■ Set task ■
Find every line in the items below that contains the word "iron", matching case exactly, and copy each of those lines.

--- Start of Records supplied ---

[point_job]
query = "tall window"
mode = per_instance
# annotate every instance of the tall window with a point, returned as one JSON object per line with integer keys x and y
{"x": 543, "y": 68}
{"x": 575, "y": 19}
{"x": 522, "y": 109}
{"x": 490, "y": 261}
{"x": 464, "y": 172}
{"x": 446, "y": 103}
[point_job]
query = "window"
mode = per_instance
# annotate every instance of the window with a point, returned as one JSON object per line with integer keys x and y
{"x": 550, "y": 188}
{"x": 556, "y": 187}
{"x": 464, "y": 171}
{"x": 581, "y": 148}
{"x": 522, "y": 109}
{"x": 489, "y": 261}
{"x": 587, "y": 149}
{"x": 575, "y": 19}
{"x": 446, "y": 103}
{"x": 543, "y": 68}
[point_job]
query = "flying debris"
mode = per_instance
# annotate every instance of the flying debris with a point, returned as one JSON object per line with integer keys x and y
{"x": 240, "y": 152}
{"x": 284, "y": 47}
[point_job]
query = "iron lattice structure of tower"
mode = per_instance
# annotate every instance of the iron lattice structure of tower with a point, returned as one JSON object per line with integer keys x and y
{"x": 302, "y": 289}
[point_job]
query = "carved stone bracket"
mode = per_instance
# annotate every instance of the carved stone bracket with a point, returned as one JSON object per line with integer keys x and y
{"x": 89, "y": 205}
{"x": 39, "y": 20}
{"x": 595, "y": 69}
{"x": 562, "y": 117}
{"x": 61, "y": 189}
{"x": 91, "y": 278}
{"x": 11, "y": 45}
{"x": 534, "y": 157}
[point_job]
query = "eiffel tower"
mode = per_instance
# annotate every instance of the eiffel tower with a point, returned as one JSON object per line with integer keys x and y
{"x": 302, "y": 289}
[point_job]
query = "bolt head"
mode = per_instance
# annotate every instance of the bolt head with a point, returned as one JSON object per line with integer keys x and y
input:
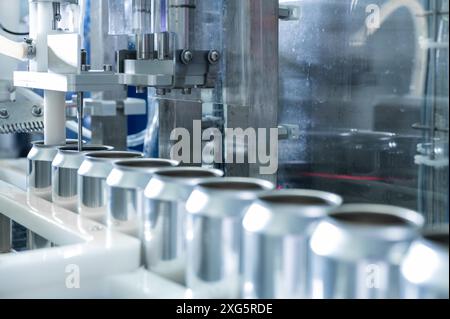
{"x": 214, "y": 56}
{"x": 4, "y": 113}
{"x": 187, "y": 56}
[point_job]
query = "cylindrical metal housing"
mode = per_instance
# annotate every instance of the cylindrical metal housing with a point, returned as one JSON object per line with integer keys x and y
{"x": 425, "y": 269}
{"x": 39, "y": 174}
{"x": 145, "y": 46}
{"x": 92, "y": 195}
{"x": 357, "y": 251}
{"x": 125, "y": 191}
{"x": 277, "y": 229}
{"x": 214, "y": 234}
{"x": 65, "y": 167}
{"x": 162, "y": 222}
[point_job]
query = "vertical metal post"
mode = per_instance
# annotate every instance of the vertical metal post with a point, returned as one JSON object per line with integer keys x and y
{"x": 5, "y": 234}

--- End of Records supplied ---

■ Task result ■
query = "iron lattice structure of tower"
# annotate every instance of the iron lattice structure of tower with a point, returned as one JSON object per line with integer keys x and y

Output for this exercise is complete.